■ **ASSIGNED TASK**:
Output the full set of records exactly.

== MATERIALS PROVIDED

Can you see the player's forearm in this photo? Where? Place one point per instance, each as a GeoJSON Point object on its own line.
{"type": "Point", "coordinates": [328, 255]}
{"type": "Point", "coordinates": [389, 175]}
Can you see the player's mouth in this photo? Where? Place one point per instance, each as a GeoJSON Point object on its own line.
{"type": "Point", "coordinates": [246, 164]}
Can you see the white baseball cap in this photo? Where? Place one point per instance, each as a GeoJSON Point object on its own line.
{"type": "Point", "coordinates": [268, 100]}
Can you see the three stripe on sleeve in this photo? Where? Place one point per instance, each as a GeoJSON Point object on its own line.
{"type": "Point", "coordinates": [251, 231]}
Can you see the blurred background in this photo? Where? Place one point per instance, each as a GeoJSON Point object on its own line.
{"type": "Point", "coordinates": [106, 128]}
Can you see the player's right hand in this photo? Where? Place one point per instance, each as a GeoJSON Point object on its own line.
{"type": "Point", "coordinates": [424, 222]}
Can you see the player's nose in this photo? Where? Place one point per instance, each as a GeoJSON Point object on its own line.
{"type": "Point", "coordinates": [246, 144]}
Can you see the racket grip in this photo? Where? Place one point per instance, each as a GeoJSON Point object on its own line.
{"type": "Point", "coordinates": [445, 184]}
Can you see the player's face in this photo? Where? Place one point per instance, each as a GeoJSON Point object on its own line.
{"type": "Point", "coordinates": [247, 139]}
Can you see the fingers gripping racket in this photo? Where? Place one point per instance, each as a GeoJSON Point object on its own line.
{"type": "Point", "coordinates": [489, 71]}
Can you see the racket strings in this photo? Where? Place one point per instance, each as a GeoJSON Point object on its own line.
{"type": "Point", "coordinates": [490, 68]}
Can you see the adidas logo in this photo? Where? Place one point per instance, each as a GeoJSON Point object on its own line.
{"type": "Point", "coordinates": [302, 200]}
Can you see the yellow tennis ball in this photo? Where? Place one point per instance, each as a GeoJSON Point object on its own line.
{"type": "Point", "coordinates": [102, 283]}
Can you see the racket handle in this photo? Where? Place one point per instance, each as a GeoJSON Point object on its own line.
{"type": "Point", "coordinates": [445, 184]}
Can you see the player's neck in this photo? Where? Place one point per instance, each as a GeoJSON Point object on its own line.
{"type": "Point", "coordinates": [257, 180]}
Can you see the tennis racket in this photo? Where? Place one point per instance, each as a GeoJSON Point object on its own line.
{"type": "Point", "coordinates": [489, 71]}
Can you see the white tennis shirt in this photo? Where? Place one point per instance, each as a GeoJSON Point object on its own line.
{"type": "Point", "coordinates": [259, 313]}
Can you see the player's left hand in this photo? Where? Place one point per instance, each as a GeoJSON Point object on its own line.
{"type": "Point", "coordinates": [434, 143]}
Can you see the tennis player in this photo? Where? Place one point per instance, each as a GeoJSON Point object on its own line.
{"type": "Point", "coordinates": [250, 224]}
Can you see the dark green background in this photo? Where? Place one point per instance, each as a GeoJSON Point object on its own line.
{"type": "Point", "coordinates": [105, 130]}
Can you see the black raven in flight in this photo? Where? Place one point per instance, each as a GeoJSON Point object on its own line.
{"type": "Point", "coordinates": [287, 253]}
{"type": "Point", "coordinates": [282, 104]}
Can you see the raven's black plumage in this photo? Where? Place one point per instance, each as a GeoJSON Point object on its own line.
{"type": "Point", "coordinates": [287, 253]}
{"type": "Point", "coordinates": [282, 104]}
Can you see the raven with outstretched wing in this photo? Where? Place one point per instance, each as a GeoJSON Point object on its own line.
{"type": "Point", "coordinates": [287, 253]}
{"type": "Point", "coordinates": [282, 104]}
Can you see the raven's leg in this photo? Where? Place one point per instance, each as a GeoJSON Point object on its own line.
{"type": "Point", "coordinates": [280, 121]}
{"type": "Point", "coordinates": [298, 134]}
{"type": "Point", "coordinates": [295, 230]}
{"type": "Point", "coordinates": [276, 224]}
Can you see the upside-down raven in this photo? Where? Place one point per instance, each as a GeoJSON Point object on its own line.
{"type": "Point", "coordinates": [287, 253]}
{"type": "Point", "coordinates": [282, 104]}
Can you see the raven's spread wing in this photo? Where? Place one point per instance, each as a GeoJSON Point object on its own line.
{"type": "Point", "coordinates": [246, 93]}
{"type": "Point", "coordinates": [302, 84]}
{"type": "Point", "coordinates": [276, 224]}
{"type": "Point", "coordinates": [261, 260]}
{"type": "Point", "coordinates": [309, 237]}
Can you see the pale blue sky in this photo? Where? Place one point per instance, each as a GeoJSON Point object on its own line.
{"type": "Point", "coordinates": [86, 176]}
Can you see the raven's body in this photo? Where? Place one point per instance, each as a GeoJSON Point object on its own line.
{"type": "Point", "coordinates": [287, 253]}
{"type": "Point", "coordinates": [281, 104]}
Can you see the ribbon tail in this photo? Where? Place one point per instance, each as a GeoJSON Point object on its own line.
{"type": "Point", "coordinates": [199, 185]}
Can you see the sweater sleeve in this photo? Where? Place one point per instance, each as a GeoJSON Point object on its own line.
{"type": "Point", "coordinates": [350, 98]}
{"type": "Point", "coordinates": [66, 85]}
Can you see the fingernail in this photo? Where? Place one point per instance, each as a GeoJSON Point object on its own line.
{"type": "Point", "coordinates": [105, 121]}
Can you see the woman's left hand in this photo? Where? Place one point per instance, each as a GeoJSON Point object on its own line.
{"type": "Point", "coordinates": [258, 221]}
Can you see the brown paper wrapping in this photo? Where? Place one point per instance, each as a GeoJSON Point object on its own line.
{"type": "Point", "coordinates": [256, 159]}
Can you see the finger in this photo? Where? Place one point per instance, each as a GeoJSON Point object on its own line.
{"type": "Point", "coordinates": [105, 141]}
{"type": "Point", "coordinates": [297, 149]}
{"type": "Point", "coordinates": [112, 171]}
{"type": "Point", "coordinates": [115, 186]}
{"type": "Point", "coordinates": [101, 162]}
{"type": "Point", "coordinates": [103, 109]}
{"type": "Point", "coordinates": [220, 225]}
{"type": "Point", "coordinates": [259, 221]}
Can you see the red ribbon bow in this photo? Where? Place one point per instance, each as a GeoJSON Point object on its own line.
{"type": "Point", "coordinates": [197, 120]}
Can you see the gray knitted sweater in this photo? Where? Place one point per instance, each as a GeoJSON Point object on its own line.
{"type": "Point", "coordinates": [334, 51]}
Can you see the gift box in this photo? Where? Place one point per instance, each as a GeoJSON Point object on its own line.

====

■ **SOLVED PROBLEM**:
Can you see the player's forearm in this photo? Where? Place one point per instance, each as a GeoJSON Point object on its own line.
{"type": "Point", "coordinates": [328, 255]}
{"type": "Point", "coordinates": [389, 175]}
Can you see the player's mouth in this photo? Where? Place one point per instance, each as a GeoJSON Point object on its own line.
{"type": "Point", "coordinates": [246, 164]}
Can you see the white baseball cap in this photo? Where? Place one point per instance, each as a GeoJSON Point object on its own line.
{"type": "Point", "coordinates": [268, 100]}
Can you see the three stripe on sleeve in this photo? Where? Place one point per instance, each as a GeoJSON Point object on its own line.
{"type": "Point", "coordinates": [251, 231]}
Can you see the blurred background in this photo? Where? Place one point per instance, each as a GeoJSON Point object on its own line.
{"type": "Point", "coordinates": [106, 128]}
Can you see the player's right hand in this photo? Where? Place one point per instance, each as a GeoJSON Point object on its own line.
{"type": "Point", "coordinates": [424, 222]}
Can you see the player's nose in this photo? Where? Place one point per instance, each as a GeoJSON Point object on its own line.
{"type": "Point", "coordinates": [246, 144]}
Can you see the racket grip in this photo? Where? Place one point per instance, each as a GeoJSON Point object on its own line.
{"type": "Point", "coordinates": [445, 184]}
Can you see the player's face in this photo? Where? Place one point per instance, each as a GeoJSON Point object on its own line.
{"type": "Point", "coordinates": [247, 139]}
Can you see the fingers gripping racket in this photo? Where? Place one point per instance, each as a GeoJSON Point object on its own line.
{"type": "Point", "coordinates": [489, 71]}
Can you see the racket strings in this photo? Where? Place one point per instance, each as a GeoJSON Point object on its own line.
{"type": "Point", "coordinates": [490, 68]}
Can you see the adidas logo in this photo? Where? Place one point per instance, each as a GeoJSON Point object on its own line.
{"type": "Point", "coordinates": [302, 200]}
Can you see the yellow tennis ball in this photo? Where? Place one point per instance, each as a GeoJSON Point object on its own line.
{"type": "Point", "coordinates": [102, 283]}
Can you see the racket handle in this photo? Where? Place one point per instance, each as a GeoJSON Point object on its own line.
{"type": "Point", "coordinates": [445, 184]}
Can you see the player's neck in this photo? Where? Place one point per instance, each as a GeoJSON Point object on its own line.
{"type": "Point", "coordinates": [257, 180]}
Can you see the tennis racket in this photo? Where? Place one point per instance, each as a GeoJSON Point object on its own line.
{"type": "Point", "coordinates": [489, 71]}
Can you see the white tennis shirt in this photo? Where? Place one point per instance, each as a GeoJSON Point object on its own line.
{"type": "Point", "coordinates": [259, 313]}
Can you see the player's left hand in this photo? Where? Place one point per instance, each as a GeoJSON Point object on its own line.
{"type": "Point", "coordinates": [434, 143]}
Can you see the tennis player in this photo? Where? Place one point per instance, each as a GeoJSON Point object on its own line.
{"type": "Point", "coordinates": [250, 224]}
Can you see the dark green background in this photo? Where? Place one point per instance, each as a GeoJSON Point object on its own line.
{"type": "Point", "coordinates": [105, 130]}
Can you see the black raven in flight in this photo? Where? Place one point per instance, each as a GeoJSON Point object on its own line.
{"type": "Point", "coordinates": [287, 253]}
{"type": "Point", "coordinates": [282, 104]}
Can you see the raven's black plumage in this photo? Where? Place one point per instance, each as a GeoJSON Point object on its own line.
{"type": "Point", "coordinates": [287, 253]}
{"type": "Point", "coordinates": [282, 104]}
Can you see the raven with outstretched wing in this photo? Where? Place one point per instance, each as a GeoJSON Point object on its own line.
{"type": "Point", "coordinates": [287, 253]}
{"type": "Point", "coordinates": [282, 104]}
Can you see the raven's leg in this photo? Where? Place one point per instance, each as a GeoJSON Point object on its own line.
{"type": "Point", "coordinates": [280, 121]}
{"type": "Point", "coordinates": [298, 134]}
{"type": "Point", "coordinates": [295, 230]}
{"type": "Point", "coordinates": [276, 224]}
Can you see the upside-down raven in this photo? Where? Place one point per instance, each as a GeoJSON Point object on its own line.
{"type": "Point", "coordinates": [287, 253]}
{"type": "Point", "coordinates": [282, 104]}
Can you see the raven's spread wing in this photo? Where? Place one point per instance, each as a GeoJSON Point object on its own line.
{"type": "Point", "coordinates": [246, 93]}
{"type": "Point", "coordinates": [302, 84]}
{"type": "Point", "coordinates": [276, 224]}
{"type": "Point", "coordinates": [261, 260]}
{"type": "Point", "coordinates": [309, 237]}
Can you see the pale blue sky in this photo? Where? Place one point per instance, each as a GeoJSON Point object on its own line.
{"type": "Point", "coordinates": [86, 176]}
Can you see the raven's body in this photo? Where? Place one point per instance, each as a GeoJSON Point object on its own line.
{"type": "Point", "coordinates": [287, 253]}
{"type": "Point", "coordinates": [281, 104]}
Can you see the ribbon tail in this photo? Where? Place one point per instance, each as a GeoJSON Point object on its own line.
{"type": "Point", "coordinates": [199, 185]}
Can you see the sweater sleeve in this photo? Where? Place one point per instance, each as a GeoJSON Point object on its own line.
{"type": "Point", "coordinates": [350, 98]}
{"type": "Point", "coordinates": [66, 85]}
Can you see the fingernail in this photo? Where? Place one point per instance, each as a GeoJSON Point object on its own line.
{"type": "Point", "coordinates": [105, 121]}
Can you see the woman's left hand in this photo? Where? Place one point per instance, each as a GeoJSON Point object on its own line.
{"type": "Point", "coordinates": [258, 221]}
Can you see the brown paper wrapping in this photo? Where? Place one point per instance, each as a GeoJSON Point object on its own line.
{"type": "Point", "coordinates": [256, 159]}
Can you see the finger in this photo? Where? Place one point per instance, each as a GeoJSON Point object on its own line.
{"type": "Point", "coordinates": [105, 141]}
{"type": "Point", "coordinates": [297, 149]}
{"type": "Point", "coordinates": [112, 171]}
{"type": "Point", "coordinates": [115, 186]}
{"type": "Point", "coordinates": [101, 162]}
{"type": "Point", "coordinates": [103, 109]}
{"type": "Point", "coordinates": [220, 225]}
{"type": "Point", "coordinates": [259, 221]}
Can you see the red ribbon bow in this photo? Where? Place one point per instance, each as a GeoJSON Point object on its own line.
{"type": "Point", "coordinates": [197, 120]}
Can you see the gray knitted sweater in this photo? Where? Place one point per instance, each as a GeoJSON Point object on its own line.
{"type": "Point", "coordinates": [334, 51]}
Can you see the gift box in this photo? Where? Place one point per instance, each as a GeoJSON Point object on its own line.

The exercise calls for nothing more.